• _Qué se pide_
- a) Reproduce el fragmento sobre la competencia perfecta desde "Cuando la teoría" hasta "unos beneficios extraordinarios.".
- b) Responde estas preguntas según el fragmento sobre la competencia perfecta:
(i) ¿A qué modelo recurre la teoría económica ortodoxa para describir un mercado muy competitivo?
(ii) ¿Qué venden los diminutos productores de ese mundo y a qué precio?
(iii) ¿A qué es similar el precio de la mercancía?

Cuando la teoría económica ortodoxa trata de describir cómo sería un mercado muy competitivo recurre a la entelequia del modelo de competencia perfecta. En ese mundo de fantasía, cuya vinculación con la realidad es afortunadamente nula, nos encontramos con una enorme cantidad de diminutos productores que venden, todos ellos, el mismo producto a idéntico precio. Por eso ningún empresario tiene el suficiente poder de mercado como para influir sobre el precio de su mercancía, de ahí que éste sea similar al coste de fabricación de la misma. Dicho de otra manera: ningún capitalista obtiene nada parecido a unos beneficios extraordinarios.

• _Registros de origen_
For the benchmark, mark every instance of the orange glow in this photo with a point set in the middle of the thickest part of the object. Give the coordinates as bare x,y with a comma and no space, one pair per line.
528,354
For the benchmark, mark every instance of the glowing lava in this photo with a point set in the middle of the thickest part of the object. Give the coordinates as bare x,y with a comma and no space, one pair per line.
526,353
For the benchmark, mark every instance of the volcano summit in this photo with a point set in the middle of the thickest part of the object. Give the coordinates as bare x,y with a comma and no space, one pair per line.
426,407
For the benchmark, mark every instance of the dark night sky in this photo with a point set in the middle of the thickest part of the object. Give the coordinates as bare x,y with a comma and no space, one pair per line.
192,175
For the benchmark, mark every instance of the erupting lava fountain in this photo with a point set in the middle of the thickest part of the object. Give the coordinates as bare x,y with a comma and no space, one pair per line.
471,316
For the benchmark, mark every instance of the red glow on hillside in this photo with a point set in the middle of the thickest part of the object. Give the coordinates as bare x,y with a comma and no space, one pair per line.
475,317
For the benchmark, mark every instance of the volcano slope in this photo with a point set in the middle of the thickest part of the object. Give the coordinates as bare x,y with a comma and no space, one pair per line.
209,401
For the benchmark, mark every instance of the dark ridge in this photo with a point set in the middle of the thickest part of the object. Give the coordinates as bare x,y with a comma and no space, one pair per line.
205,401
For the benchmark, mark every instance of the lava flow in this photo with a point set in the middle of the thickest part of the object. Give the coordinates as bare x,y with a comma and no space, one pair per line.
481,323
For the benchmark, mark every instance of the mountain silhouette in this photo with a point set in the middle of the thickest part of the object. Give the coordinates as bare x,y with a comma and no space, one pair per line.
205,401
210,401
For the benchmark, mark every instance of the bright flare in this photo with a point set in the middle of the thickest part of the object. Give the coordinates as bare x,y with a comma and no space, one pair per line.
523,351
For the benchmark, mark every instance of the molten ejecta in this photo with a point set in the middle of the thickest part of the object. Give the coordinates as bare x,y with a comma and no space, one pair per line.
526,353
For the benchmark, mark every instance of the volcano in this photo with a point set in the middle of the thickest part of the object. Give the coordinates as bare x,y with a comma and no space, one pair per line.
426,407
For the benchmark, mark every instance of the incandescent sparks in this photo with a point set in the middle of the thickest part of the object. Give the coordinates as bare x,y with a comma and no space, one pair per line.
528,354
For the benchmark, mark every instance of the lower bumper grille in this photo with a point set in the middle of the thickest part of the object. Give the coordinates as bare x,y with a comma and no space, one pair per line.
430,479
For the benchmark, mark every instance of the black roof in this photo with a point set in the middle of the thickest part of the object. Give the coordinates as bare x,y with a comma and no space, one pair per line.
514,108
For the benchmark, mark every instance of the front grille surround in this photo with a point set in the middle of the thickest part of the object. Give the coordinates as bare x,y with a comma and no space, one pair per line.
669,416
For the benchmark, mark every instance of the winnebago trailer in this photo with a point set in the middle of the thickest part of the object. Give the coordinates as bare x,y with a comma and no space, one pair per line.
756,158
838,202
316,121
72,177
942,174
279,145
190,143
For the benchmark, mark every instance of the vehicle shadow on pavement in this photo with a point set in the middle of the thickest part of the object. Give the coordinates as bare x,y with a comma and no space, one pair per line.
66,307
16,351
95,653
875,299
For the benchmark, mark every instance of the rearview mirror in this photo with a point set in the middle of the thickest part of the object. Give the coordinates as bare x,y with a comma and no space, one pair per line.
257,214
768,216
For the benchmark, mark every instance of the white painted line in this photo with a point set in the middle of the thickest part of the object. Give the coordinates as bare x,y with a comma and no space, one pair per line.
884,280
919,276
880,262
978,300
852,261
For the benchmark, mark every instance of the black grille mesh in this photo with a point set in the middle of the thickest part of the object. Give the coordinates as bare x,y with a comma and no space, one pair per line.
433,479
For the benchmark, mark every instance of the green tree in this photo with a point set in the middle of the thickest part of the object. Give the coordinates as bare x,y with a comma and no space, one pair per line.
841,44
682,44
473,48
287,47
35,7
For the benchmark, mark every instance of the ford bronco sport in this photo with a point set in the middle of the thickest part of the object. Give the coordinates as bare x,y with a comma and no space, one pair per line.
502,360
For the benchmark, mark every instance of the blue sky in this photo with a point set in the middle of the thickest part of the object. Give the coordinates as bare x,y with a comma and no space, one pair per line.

• _Resultados del ejercicio_
- a)
Cuando la teoría económica ortodoxa trata de describir cómo sería un mercado muy competitivo recurre a la entelequia del modelo de competencia perfecta. En ese mundo de fantasía, cuya vinculación con la realidad es afortunadamente nula, nos encontramos con una enorme cantidad de diminutos productores que venden, todos ellos, el mismo producto a idéntico precio. Por eso ningún empresario tiene el suficiente poder de mercado como para influir sobre el precio de su mercancía, de ahí que éste sea similar al coste de fabricación de la misma. Dicho de otra manera: ningún capitalista obtiene nada parecido a unos beneficios extraordinarios.

- b)
(i) Recurre al modelo de competencia perfecta.
(ii) Todos venden el mismo producto a idéntico precio.
(iii) Es similar al coste de fabricación de la mercancía.